**Instruction 1**
Identify every line in the rows below that contains the word "white", and copy each of those lines.

**Reading text**
Once you leave the world of where things are, prepositions stop being logical and start being idiomatic. You cannot reason your way from "physically on" to "op grond van die feite" (on the grounds of the facts) — the spatial meaning has been stretched into an abstract one along a path that each language took differently. Worse, English took a different path for most of them, so literal translation reliably fails. This page treats abstract prepositions for what they really are: fixed chunks you memorise, with a special focus on the compound prepositions (ten opsigte van, met betrekking tot) that instantly mark formal, written, elevated Afrikaans.
Why abstract prepositions cannot be translated literally
A preposition's spatial sense is usually concrete and shared across languages: in a box is in 'n boks in any sensible language. But every preposition also has a bundle of metaphorical senses — danger, pressure, doubt, basis, reference — and those senses were assigned centuries ago by historical accident, not logic. English "in love" and Afrikaans op in some idioms, English "under pressure" and Afrikaans onder druk: sometimes they match, often they don't, and there is no rule that predicts which.
Die spesie is in gevaar.
The species is in danger.
Hy is onder groot druk by die werk.
He's under a lot of pressure at work.
Sy het dit met moeite reggekry.
She managed it with difficulty.
In these three, English happens to agree (in danger, under pressure, with difficulty), which lulls learners into trusting word-for-word translation. The mismatches come without warning, so the only safe strategy is to treat each phrase as a single vocabulary item — a chunk — and never to build one from its parts.
A working set of abstract phrases
These are high-frequency abstract phrases worth learning as chunks. The English gloss is given for the whole phrase, not the preposition.
| Afrikaans | English | Note |
|---|---|---|
| in gevaar | in danger | matches English |
| onder druk | under pressure | matches English |
| met moeite | with difficulty | matches English |
| sonder twyfel | without doubt | matches English |
| uit vrees (dat) | out of fear (that) | uit = 'out of' a motive |
| in beheer (van) | in control (of) | matches English |
| op grond van | on the grounds of / based on | compound, formal |
| met betrekking tot | with regard to / regarding | compound, formal |
| ten opsigte van | with respect to / in respect of | compound, very formal |
| na aanleiding van | following on from / in response to | compound, formal |
Sonder twyfel is dit die beste keuse.
Without doubt this is the best choice.
Hy het uit vrees vir sy lewe gevlug.
He fled out of fear for his life.
Wie is in beheer van die projek?
Who's in control of the project?
Note uit in uit vrees: spatially uit means "out of," but here it marks a motive — the fear is the source the action springs from. English uses the same metaphor ("out of fear"), which is a lucky match; do not assume the next one will be.

**Instruction 2**
Answer these questions using the passage on Afrikaans abstract prepositions above:
(a) Which Afrikaans phrase does the table give for "with regard to / regarding"?
(b) What does uit mean spatially, according to the passage's final paragraph?
(c) Which Afrikaans sentence is given for "The species is in danger."?

**Extracted data**
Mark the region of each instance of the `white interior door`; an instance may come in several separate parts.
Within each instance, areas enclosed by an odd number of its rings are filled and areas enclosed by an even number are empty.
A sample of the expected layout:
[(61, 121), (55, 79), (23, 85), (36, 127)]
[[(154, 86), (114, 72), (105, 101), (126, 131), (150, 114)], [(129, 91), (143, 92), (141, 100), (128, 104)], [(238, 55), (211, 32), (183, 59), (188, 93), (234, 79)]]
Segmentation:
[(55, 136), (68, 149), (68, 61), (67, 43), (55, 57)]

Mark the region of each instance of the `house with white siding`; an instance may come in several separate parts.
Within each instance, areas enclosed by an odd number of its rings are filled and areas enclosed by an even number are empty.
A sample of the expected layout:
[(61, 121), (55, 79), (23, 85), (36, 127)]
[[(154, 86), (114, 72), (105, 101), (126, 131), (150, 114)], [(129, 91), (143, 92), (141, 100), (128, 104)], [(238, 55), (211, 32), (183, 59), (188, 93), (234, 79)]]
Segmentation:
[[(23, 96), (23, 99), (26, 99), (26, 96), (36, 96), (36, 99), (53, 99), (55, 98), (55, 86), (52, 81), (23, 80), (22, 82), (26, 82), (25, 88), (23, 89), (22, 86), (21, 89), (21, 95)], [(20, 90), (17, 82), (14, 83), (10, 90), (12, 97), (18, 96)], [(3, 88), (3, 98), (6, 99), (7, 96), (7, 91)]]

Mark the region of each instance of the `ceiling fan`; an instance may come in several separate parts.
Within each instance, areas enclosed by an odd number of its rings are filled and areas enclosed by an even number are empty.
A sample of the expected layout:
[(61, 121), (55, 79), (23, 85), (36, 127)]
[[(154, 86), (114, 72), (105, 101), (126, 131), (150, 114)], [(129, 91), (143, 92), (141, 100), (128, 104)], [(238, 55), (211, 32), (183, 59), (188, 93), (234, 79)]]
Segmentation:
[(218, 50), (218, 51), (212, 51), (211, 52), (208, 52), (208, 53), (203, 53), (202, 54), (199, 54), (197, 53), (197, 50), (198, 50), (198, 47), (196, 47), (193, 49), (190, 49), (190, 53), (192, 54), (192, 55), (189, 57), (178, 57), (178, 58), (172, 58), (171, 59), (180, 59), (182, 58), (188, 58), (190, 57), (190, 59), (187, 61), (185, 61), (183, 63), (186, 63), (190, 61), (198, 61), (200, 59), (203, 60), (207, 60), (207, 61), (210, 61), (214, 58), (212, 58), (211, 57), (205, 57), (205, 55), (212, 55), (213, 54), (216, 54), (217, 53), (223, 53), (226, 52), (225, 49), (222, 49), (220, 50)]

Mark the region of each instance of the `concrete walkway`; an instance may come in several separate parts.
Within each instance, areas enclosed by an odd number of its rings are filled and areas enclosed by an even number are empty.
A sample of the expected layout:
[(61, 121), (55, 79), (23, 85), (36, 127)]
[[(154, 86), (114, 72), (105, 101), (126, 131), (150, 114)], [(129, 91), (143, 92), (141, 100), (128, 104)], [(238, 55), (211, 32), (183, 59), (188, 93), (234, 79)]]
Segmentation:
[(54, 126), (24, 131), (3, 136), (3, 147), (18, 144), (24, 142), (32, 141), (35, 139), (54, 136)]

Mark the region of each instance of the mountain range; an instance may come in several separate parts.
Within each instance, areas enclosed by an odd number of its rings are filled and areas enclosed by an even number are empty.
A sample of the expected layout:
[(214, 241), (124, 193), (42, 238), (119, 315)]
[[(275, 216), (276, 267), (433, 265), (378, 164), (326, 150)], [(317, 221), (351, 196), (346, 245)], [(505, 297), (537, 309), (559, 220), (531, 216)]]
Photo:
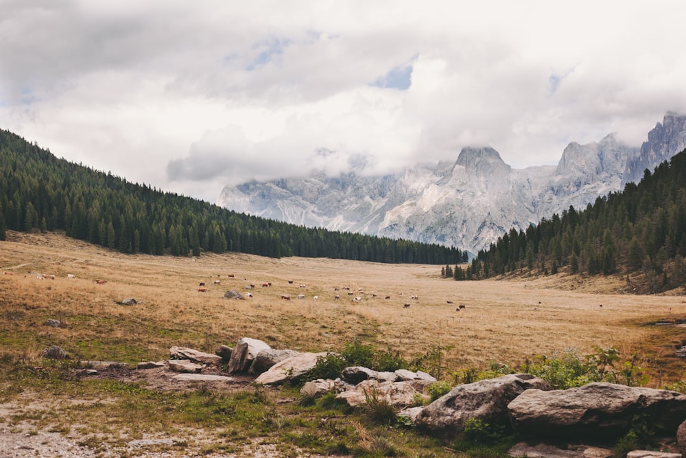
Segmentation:
[(570, 143), (557, 166), (513, 169), (490, 147), (464, 148), (454, 163), (418, 163), (396, 174), (303, 178), (226, 186), (218, 205), (311, 227), (454, 246), (473, 253), (512, 228), (637, 182), (686, 148), (686, 116), (665, 115), (641, 148), (610, 134)]

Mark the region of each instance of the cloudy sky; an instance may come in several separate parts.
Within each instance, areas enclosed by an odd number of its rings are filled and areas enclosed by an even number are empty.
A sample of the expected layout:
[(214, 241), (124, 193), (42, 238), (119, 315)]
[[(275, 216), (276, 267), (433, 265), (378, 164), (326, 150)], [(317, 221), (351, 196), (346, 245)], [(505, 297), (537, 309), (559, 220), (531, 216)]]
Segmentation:
[(686, 112), (683, 0), (0, 0), (0, 128), (215, 202), (488, 145), (515, 168)]

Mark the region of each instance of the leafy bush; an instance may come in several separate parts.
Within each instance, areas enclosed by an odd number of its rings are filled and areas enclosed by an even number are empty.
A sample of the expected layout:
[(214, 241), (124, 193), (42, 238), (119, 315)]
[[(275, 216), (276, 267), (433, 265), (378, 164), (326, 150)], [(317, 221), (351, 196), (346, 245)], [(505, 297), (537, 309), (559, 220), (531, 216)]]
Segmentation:
[(364, 404), (362, 405), (362, 411), (369, 420), (381, 424), (393, 424), (396, 422), (395, 409), (386, 400), (379, 397), (375, 388), (372, 389), (371, 393), (365, 391), (364, 401)]
[(427, 387), (426, 390), (429, 396), (431, 396), (431, 402), (433, 402), (443, 395), (449, 393), (452, 389), (452, 385), (445, 380), (441, 380), (431, 383)]

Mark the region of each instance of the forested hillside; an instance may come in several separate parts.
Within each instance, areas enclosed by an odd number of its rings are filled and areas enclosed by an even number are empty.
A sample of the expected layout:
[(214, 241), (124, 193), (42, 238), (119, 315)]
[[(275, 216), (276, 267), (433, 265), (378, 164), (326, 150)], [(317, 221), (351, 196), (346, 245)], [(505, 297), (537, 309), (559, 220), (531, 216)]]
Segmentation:
[(460, 250), (306, 229), (127, 182), (58, 159), (0, 130), (0, 240), (7, 229), (64, 230), (122, 253), (200, 255), (237, 251), (377, 262), (459, 262)]
[(685, 256), (686, 150), (583, 211), (570, 207), (525, 233), (510, 231), (467, 268), (446, 266), (444, 275), (471, 279), (563, 268), (589, 275), (641, 274), (655, 292), (684, 284)]

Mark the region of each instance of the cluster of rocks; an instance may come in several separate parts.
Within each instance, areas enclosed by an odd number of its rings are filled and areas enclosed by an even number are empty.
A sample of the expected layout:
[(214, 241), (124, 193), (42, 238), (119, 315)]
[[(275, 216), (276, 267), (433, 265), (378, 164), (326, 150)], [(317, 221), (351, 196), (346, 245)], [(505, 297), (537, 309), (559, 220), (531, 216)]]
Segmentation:
[[(138, 368), (168, 367), (183, 380), (230, 381), (230, 377), (217, 375), (217, 367), (222, 367), (230, 374), (256, 376), (257, 383), (278, 385), (297, 383), (320, 357), (329, 354), (274, 350), (250, 338), (241, 339), (233, 348), (220, 345), (215, 354), (181, 347), (172, 347), (169, 353), (167, 361), (141, 363)], [(206, 367), (207, 373), (201, 374)], [(446, 439), (462, 435), (470, 419), (480, 420), (525, 441), (510, 450), (513, 457), (609, 457), (612, 452), (606, 447), (640, 424), (659, 437), (676, 437), (686, 456), (686, 396), (676, 391), (604, 382), (555, 390), (543, 379), (520, 374), (458, 385), (426, 404), (430, 400), (427, 389), (436, 382), (421, 371), (352, 367), (335, 380), (309, 381), (300, 392), (313, 397), (333, 392), (351, 407), (364, 404), (373, 394), (418, 428)], [(560, 444), (565, 445), (560, 448)], [(583, 445), (587, 444), (593, 446)], [(682, 455), (637, 451), (628, 456)]]

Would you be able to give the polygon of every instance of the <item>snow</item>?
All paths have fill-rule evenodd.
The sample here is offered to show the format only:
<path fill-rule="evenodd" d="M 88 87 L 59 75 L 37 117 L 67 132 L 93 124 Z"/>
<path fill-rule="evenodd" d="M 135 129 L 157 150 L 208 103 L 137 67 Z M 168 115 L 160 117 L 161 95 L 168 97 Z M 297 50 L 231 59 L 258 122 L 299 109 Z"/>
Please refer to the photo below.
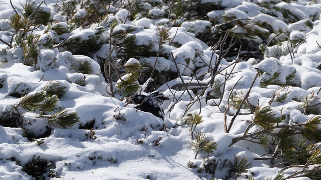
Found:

**Exercise solution 1**
Mark the region of each instance of the `white interior door`; an instance may come in several separate parts.
Mark the region of each instance of the `house with white siding`; an instance may come in several separate parts.

**Exercise solution 2**
(a) met betrekking tot
(b) "out of"
(c) Die spesie is in gevaar.